## Document segment:
------------------------------

CONCEPT PAPER
Biodiversity and Integrated Pest Management: Working Together for a Sustainable Future
A Proposed Conference in Manado, North Sulawesi, Indonesia
July 2013 (dates TBD)
Organizers: B. Merle Shepard (Clemson), Dantje Sembel (Sam Ratulangi University), and R. Muniappan (Virginia Tech/IPM CRSP) Sponsors: Integrated Pest Management Collaborative Research Support Program (IPM CRSP), International Association for the Plant Protection Sciences (IAPPS), and Sam Ratulangi University
One of the major conflicts relative to biodiversity preservation is between protecting the natural world and its various ecosystems and maintaining agricultural production systems. If we are to survive as a species, food production is paramount. But the gradual destruction of forests, watersheds, and other natural habitats — natural systems almost always associated with expanding agriculture — could lead to their eventual demise. Integrated Pest Management (IPM), an ecological approach to suppressing pest species, employs tactics that cause the least ecological disruption.
There is a need and urgency for proponents of IPM and biodiversity to work together, but they have rarely been considered as partners for a sustainable future.
This conference aims to bridge this divide by bringing together two key groups: those who study and appreciate the importance of biodiversity and IPM practitioners who help ensure that food and fiber production minimizes degradation of the environment. To work toward these goals, scientists, educators, NGOs, government officials, extension agents, and key farmer groups are invited to participate in the conference activities. While the major focus
will be about biodiversity and IPM in developing countries, many of the guiding principles can be applied to the developed world.

------------------------------

## About this exercise:
Transcribe the conference concept paper in full, word for word. The lines that come next are taken from a separate source.

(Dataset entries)
------------------------------

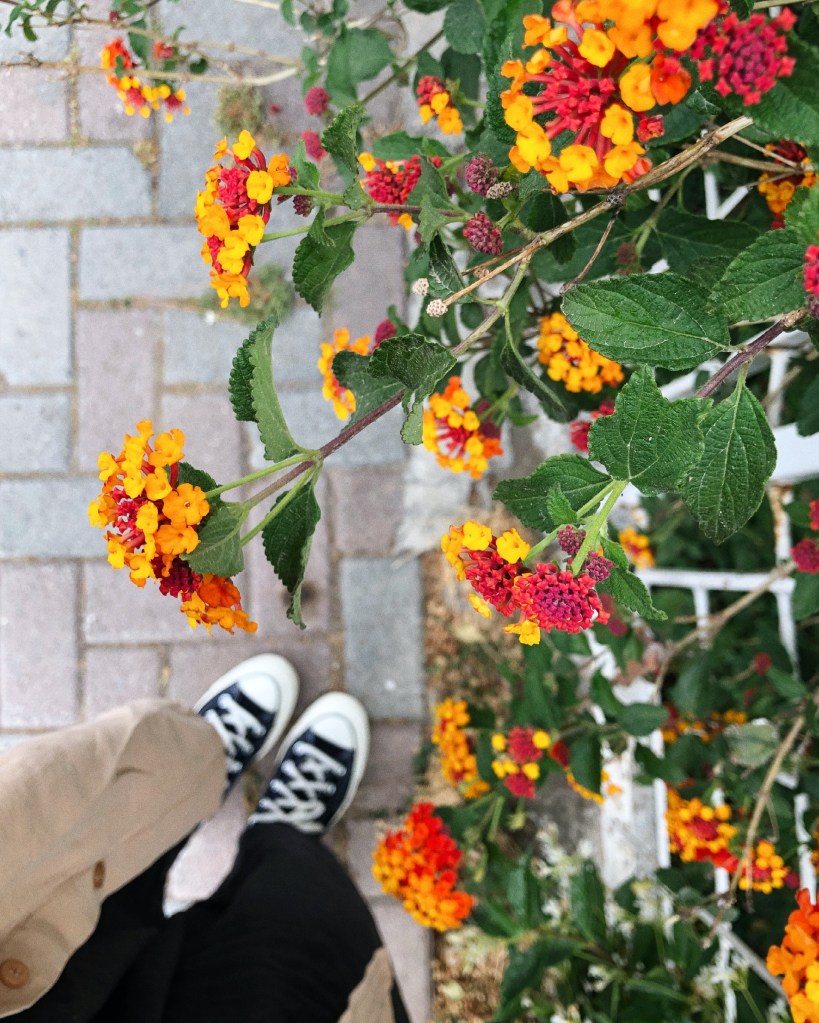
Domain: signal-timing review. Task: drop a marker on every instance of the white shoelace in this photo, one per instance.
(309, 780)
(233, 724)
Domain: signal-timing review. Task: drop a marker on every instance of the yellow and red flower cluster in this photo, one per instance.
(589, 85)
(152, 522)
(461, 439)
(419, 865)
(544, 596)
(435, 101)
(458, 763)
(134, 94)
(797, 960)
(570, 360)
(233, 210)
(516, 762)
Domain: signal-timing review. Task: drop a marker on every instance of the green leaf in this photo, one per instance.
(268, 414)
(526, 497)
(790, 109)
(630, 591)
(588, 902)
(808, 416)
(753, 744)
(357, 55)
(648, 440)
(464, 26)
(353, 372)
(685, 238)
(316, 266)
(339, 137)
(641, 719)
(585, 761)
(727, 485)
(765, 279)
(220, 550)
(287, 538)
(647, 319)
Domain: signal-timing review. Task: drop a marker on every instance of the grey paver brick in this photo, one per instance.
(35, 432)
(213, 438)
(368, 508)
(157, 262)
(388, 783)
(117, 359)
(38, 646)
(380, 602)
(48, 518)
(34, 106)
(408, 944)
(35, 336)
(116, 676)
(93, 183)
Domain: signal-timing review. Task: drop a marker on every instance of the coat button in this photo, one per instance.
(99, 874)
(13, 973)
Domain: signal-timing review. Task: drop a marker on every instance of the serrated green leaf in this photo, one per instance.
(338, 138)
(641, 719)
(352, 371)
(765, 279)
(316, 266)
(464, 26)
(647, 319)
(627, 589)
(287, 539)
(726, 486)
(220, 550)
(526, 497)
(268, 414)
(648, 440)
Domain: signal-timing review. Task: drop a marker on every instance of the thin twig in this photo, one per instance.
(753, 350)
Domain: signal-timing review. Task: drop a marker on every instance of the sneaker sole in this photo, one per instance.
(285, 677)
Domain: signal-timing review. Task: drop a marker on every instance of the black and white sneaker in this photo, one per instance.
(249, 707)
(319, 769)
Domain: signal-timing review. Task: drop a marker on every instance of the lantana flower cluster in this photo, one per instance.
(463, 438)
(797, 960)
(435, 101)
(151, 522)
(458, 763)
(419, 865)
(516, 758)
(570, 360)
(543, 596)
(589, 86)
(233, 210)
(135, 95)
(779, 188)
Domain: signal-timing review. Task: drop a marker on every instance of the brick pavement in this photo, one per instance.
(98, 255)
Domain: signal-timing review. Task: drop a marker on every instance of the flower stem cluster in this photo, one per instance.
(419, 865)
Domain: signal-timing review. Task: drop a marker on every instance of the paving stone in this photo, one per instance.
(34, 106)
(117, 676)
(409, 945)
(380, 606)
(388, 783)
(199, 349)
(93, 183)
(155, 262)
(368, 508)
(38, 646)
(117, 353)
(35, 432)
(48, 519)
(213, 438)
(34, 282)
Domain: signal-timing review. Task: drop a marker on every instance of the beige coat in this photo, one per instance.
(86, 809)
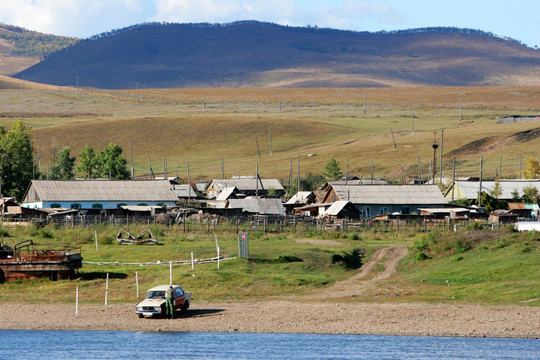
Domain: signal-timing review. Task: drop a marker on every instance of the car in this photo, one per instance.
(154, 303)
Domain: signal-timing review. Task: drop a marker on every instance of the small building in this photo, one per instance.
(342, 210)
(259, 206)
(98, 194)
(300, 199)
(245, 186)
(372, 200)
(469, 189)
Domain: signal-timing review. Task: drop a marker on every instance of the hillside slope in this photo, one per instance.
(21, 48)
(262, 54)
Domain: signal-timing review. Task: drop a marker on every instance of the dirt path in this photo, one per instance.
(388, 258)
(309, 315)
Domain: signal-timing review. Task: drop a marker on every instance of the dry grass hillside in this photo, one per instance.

------------------------------

## Written solution:
CONCEPT PAPER
Biodiversity and Integrated Pest Management: Working Together for a Sustainable Future
A Proposed Conference in Manado, North Sulawesi, Indonesia
July 2013 (dates TBD)
Organizers: B. Merle Shepard (Clemson), Dantje Sembel (Sam Ratulangi University), and R. Muniappan (Virginia Tech/IPM CRSP) Sponsors: Integrated Pest Management Collaborative Research Support Program (IPM CRSP), International Association for the Plant Protection Sciences (IAPPS), and Sam Ratulangi University
One of the major conflicts relative to biodiversity preservation is between protecting the natural world and its various ecosystems and maintaining agricultural production systems. If we are to survive as a species, food production is paramount. But the gradual destruction of forests, watersheds, and other natural habitats — natural systems almost always associated with expanding agriculture — could lead to their eventual demise. Integrated Pest Management (IPM), an ecological approach to suppressing pest species, employs tactics that cause the least ecological disruption.
There is a need and urgency for proponents of IPM and biodiversity to work together, but they have rarely been considered as partners for a sustainable future.
This conference aims to bridge this divide by bringing together two key groups: those who study and appreciate the importance of biodiversity and IPM practitioners who help ensure that food and fiber production minimizes degradation of the environment. To work toward these goals, scientists, educators, NGOs, government officials, extension agents, and key farmer groups are invited to participate in the conference activities. While the major focus
will be about biodiversity and IPM in developing countries, many of the guiding principles can be applied to the developed world.